=== Rows from a pointing dataset ===

[start]

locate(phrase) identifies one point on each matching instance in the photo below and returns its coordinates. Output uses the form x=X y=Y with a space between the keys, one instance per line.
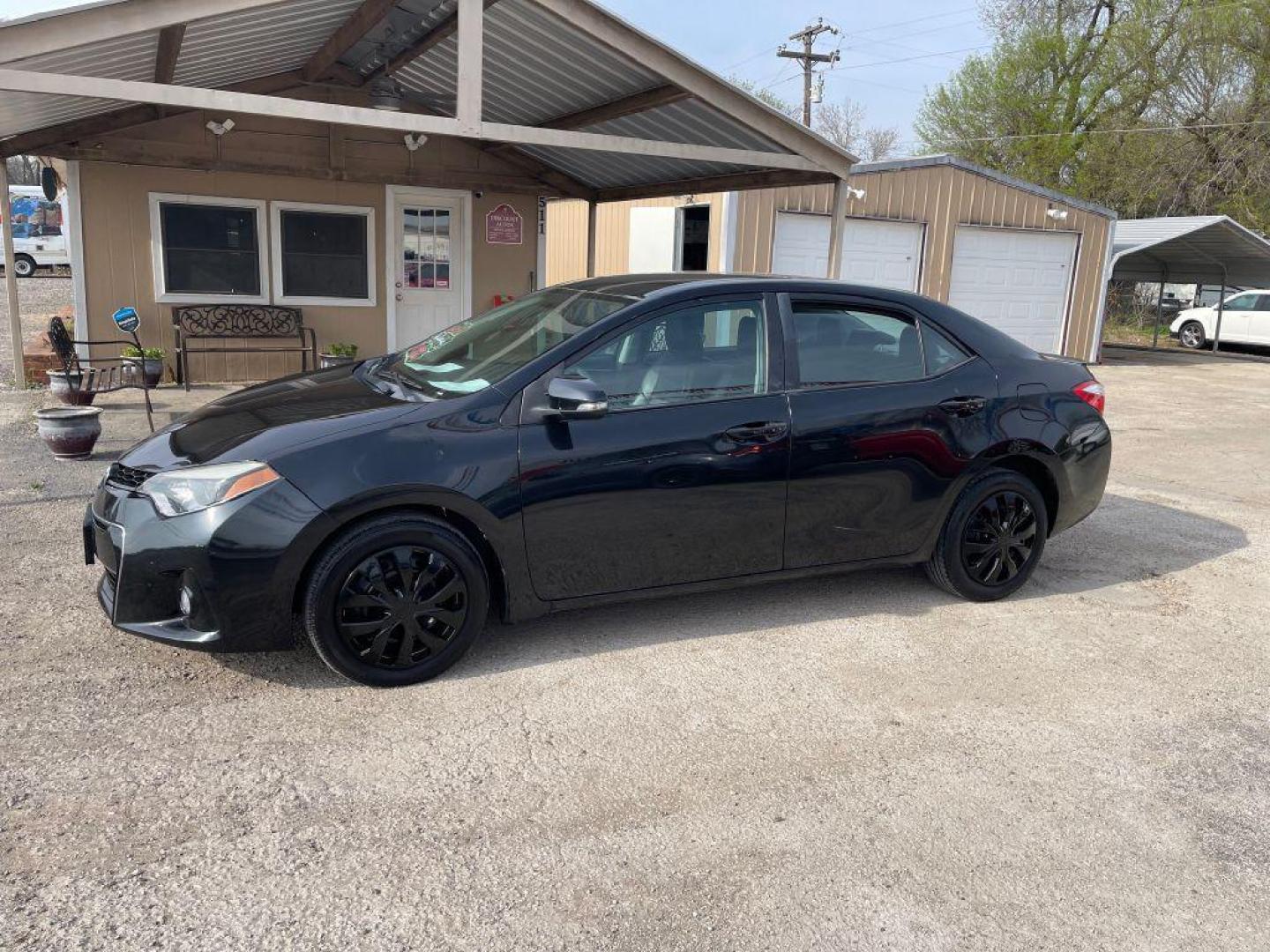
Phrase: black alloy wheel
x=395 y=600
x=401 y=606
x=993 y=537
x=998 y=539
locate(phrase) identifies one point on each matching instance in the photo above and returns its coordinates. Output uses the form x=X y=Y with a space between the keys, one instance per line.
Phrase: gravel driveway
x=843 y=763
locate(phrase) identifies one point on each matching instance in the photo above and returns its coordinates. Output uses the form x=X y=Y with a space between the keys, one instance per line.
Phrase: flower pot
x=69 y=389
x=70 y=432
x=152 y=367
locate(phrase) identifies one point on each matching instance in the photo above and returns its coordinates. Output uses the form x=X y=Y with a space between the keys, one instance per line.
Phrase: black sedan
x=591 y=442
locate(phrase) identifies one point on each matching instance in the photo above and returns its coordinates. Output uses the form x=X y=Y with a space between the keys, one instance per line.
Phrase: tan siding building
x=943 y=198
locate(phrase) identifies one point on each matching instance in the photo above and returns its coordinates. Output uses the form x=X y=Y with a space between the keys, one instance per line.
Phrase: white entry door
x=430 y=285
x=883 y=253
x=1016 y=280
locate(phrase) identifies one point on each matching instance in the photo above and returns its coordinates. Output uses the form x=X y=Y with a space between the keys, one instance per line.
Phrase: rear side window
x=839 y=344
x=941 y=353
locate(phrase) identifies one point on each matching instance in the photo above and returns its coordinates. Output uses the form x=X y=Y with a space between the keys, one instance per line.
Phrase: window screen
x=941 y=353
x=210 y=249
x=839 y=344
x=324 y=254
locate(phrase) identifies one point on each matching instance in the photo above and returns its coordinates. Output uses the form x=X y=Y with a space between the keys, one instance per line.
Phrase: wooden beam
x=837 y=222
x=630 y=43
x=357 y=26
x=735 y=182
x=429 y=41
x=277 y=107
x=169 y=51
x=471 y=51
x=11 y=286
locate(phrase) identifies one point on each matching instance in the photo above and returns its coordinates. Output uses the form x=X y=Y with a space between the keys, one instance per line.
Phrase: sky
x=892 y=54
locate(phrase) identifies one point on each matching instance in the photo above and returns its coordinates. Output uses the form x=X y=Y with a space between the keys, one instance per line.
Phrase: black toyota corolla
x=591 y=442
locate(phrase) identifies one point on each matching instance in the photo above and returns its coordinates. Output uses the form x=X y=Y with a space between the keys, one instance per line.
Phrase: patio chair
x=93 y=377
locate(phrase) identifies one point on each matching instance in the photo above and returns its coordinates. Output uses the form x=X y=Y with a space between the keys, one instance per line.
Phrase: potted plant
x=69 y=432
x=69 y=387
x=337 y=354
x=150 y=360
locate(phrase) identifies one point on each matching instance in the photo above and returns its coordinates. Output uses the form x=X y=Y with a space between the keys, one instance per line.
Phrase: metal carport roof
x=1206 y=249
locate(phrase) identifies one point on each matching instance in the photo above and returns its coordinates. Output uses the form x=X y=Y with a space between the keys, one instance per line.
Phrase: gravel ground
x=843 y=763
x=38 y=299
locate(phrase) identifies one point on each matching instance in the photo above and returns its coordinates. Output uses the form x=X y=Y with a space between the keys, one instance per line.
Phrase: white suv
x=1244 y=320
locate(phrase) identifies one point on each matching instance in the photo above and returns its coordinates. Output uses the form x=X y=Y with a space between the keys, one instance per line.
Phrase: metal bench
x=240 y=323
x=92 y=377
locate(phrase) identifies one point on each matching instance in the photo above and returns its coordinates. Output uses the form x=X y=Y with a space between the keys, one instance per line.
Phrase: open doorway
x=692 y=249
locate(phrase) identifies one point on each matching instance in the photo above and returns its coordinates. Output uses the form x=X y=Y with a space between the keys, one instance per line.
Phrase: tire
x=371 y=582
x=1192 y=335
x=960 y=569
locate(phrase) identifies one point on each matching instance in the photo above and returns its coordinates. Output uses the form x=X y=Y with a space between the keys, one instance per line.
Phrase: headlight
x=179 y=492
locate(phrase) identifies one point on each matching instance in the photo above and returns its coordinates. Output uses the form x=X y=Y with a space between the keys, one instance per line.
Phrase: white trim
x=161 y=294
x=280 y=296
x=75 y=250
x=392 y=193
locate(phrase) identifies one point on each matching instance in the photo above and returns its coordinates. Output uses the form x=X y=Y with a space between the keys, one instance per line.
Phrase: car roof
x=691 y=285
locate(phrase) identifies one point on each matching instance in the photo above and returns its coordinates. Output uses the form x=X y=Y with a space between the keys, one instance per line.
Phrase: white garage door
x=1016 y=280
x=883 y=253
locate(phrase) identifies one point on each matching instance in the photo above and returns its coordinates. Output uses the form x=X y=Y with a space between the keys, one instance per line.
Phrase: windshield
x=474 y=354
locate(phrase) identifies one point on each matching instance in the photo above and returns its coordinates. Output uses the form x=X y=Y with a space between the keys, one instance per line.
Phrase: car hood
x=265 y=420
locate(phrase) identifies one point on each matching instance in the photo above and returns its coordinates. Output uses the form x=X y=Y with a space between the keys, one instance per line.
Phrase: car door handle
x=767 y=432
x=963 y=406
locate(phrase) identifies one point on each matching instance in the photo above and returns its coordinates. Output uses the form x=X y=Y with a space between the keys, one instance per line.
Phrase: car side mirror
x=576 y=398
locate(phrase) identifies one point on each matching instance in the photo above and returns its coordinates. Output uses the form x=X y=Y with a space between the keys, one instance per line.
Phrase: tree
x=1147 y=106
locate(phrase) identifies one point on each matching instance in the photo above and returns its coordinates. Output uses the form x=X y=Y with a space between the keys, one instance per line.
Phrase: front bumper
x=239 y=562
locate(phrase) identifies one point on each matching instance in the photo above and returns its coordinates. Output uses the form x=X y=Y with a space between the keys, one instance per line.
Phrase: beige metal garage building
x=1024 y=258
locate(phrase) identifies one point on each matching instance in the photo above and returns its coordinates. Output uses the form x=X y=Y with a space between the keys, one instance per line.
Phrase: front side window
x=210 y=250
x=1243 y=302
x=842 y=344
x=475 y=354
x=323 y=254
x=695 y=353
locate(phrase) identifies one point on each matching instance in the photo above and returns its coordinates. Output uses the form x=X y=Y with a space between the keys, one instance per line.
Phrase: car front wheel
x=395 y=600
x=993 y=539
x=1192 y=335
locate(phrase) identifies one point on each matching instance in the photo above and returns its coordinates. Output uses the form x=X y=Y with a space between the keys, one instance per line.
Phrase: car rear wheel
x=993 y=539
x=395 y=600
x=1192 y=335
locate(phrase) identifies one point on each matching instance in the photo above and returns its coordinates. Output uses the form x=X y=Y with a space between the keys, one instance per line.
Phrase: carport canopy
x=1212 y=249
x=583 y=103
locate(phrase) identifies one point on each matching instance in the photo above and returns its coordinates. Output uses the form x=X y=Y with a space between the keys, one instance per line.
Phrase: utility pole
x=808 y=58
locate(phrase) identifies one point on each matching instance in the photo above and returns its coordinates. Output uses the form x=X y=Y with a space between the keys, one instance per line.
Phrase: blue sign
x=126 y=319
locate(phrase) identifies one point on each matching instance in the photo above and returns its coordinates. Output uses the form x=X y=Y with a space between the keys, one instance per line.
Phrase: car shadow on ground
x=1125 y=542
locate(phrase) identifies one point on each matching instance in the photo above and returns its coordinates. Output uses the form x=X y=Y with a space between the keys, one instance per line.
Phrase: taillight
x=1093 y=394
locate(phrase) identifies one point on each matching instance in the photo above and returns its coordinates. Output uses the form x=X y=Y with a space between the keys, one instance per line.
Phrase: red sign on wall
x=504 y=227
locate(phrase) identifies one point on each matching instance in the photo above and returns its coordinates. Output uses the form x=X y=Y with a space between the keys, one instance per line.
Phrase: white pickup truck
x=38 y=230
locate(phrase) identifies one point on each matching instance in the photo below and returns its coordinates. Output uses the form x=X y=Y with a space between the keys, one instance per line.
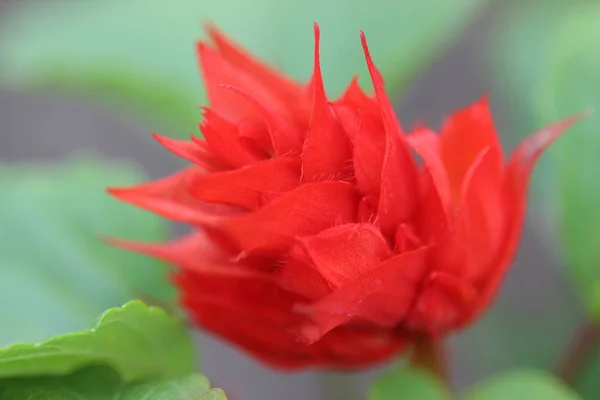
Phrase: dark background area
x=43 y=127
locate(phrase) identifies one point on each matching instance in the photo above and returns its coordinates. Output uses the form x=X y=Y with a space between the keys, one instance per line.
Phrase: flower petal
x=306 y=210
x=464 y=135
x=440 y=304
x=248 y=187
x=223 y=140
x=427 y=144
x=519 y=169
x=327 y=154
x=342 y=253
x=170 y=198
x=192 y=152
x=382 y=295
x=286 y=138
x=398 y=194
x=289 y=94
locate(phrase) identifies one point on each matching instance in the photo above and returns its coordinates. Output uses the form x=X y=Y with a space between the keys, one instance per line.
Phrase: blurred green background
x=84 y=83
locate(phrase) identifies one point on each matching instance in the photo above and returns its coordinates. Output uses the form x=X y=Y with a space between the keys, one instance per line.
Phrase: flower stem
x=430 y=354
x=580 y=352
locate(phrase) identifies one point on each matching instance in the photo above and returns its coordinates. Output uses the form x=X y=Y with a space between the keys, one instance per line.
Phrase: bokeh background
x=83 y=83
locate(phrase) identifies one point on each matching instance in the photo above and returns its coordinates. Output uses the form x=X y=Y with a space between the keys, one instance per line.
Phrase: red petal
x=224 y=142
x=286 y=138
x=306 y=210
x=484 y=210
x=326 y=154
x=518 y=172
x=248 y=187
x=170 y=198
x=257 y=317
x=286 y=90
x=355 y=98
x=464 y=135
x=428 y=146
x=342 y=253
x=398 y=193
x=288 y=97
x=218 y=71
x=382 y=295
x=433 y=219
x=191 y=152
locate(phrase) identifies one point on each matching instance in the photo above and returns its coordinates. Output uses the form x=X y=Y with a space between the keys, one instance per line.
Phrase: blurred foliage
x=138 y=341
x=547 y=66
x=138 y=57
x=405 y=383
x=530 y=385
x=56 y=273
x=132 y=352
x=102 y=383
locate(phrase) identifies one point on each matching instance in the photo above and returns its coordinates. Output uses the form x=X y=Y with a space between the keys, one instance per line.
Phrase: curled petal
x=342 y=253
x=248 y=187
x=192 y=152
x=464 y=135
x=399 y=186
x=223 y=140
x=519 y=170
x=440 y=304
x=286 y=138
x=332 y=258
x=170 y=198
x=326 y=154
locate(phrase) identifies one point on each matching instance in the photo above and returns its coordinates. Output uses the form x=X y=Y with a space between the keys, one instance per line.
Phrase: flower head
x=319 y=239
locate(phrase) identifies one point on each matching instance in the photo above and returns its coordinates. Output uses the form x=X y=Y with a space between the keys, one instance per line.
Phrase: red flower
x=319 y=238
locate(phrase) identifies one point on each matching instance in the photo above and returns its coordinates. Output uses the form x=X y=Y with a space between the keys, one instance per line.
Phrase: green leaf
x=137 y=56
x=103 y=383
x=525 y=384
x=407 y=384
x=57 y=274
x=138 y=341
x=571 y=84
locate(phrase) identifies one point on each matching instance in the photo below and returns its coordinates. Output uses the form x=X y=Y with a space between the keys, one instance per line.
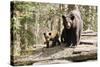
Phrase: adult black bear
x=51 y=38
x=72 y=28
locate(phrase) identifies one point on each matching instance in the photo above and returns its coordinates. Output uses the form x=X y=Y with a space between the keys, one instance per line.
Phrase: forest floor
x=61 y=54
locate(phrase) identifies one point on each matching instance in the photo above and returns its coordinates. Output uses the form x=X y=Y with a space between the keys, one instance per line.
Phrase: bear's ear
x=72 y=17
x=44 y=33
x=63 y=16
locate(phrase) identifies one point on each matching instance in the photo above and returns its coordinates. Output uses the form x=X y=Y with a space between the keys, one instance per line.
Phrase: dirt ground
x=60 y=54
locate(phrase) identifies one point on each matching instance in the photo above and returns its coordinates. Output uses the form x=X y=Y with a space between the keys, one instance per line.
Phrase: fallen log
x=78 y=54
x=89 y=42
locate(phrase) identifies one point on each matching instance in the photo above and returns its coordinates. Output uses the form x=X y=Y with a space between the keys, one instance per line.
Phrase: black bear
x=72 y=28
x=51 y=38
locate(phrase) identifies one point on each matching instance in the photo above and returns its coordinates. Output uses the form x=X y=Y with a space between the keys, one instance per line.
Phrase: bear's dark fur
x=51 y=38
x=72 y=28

[end]

=== YOUR GOAL ===
Present the rows from their very first line through the line containing "x=152 y=367", both ends included, as a numbered list with no blank lines and without the pictures.

=== ANSWER TO THE EXERCISE ===
1. locate(phrase) identifies one point on each matching instance in the photo below and returns its coordinates. Output uses the form x=X y=Y with a space between the keys, one instance per line.
2. Phrase: black alloy wheel
3. x=395 y=600
4. x=401 y=606
5. x=993 y=537
6. x=998 y=539
7. locate(phrase) identifies one point on each matching instance in the photo above and returns its coordinates. Output uses the form x=X y=Y with a space between the keys, one instance per line.
8. Phrase: gravel driveway
9. x=843 y=763
10. locate(phrase) identifies one point on each matching instance in the photo above and returns its coordinates. Output uses the form x=X y=Y with a space between the keys, one instance per line.
11. Phrase: flower pot
12. x=69 y=389
13. x=70 y=432
14. x=152 y=367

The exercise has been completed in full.